------ EXERCISE MATERIALS
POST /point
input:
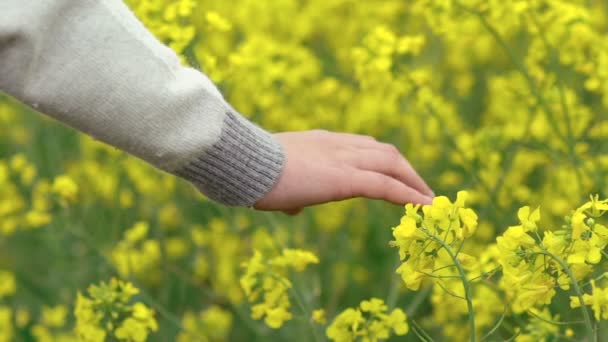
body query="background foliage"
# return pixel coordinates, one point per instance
(506, 99)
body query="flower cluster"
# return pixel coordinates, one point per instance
(212, 324)
(369, 322)
(506, 99)
(107, 312)
(423, 239)
(266, 284)
(136, 254)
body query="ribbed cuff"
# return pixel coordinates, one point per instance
(240, 168)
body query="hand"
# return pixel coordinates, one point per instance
(324, 166)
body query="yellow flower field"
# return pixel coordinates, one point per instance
(500, 105)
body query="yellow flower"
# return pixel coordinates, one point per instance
(8, 285)
(65, 188)
(319, 316)
(54, 316)
(369, 322)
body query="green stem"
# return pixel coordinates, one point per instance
(577, 291)
(465, 283)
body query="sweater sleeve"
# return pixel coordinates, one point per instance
(93, 66)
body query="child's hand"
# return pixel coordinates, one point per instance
(324, 166)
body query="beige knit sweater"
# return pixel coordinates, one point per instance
(92, 65)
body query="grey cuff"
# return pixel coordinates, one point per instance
(240, 168)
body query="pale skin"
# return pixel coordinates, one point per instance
(324, 166)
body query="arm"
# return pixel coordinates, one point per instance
(92, 65)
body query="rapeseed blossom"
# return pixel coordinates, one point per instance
(265, 279)
(371, 321)
(110, 303)
(504, 99)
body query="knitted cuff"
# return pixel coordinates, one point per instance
(240, 168)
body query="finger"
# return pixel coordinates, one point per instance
(390, 162)
(357, 140)
(379, 186)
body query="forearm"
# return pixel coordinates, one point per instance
(92, 65)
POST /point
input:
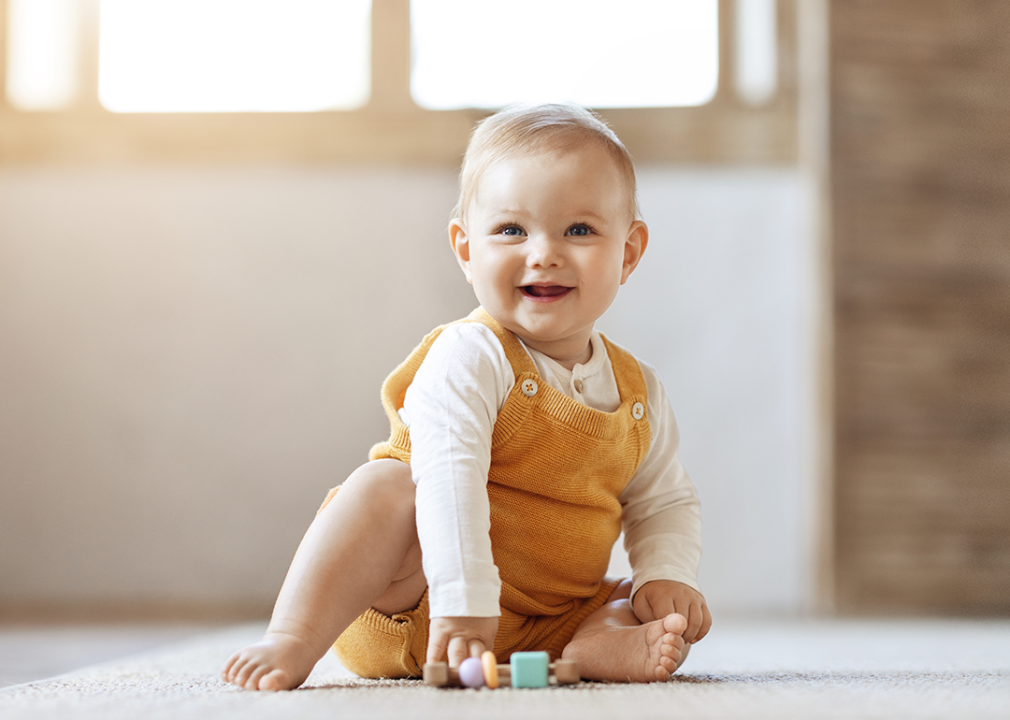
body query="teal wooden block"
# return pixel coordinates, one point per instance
(529, 670)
------------
Starting with the first entry and ending with the last, reproduce the listing exactly, without its pictures.

POST /point
input:
body query="background foliage"
# return pixel coordinates, one point per instance
(506, 99)
body query="flower cluster"
# return pixel coordinates, one point per instance
(212, 324)
(369, 322)
(506, 99)
(107, 312)
(423, 239)
(266, 284)
(136, 254)
body query="ribbed cuff"
# return pixel coordinates, one point per instance
(240, 168)
body query="hand"
# return pixel coordinates, one point per instance
(324, 166)
body query="yellow flower field"
# return pixel coordinates, one point per instance
(500, 105)
body query="yellow flower"
# return pixel coordinates, one point per instance
(8, 285)
(65, 188)
(319, 316)
(54, 316)
(369, 322)
body query="green stem"
# return pixel coordinates, one point per instance
(577, 291)
(465, 283)
body query="sweater sleeve"
# return pixel coordinates, one point per instance
(93, 66)
body query="child's hand"
# return pixel coordinates, one point per instance
(324, 166)
body query="beige knit sweater"
# return pixel coordinates, one point per instance
(92, 65)
body query="grey cuff"
# return pixel coordinates, one point per instance
(240, 168)
body query="pale skin"
# return pixel coordinates, one point per instance
(324, 166)
body query="arm"
# return pixel coordinates, one point per instance
(92, 65)
body query="rapeseed blossom"
# return pixel coordinates, one point per instance
(265, 279)
(371, 321)
(110, 303)
(504, 99)
body query="knitted cuff"
# return pixel coordinates, one point per instance
(240, 168)
body query="finger"
# return pixel coordinates, one point per instance
(390, 162)
(357, 140)
(379, 186)
body query="forearm"
# return pixel coordinates, one point per instance
(92, 65)
POST /point
input:
body query="teal wooden block"
# return pixel coordinates, one point per instance
(529, 670)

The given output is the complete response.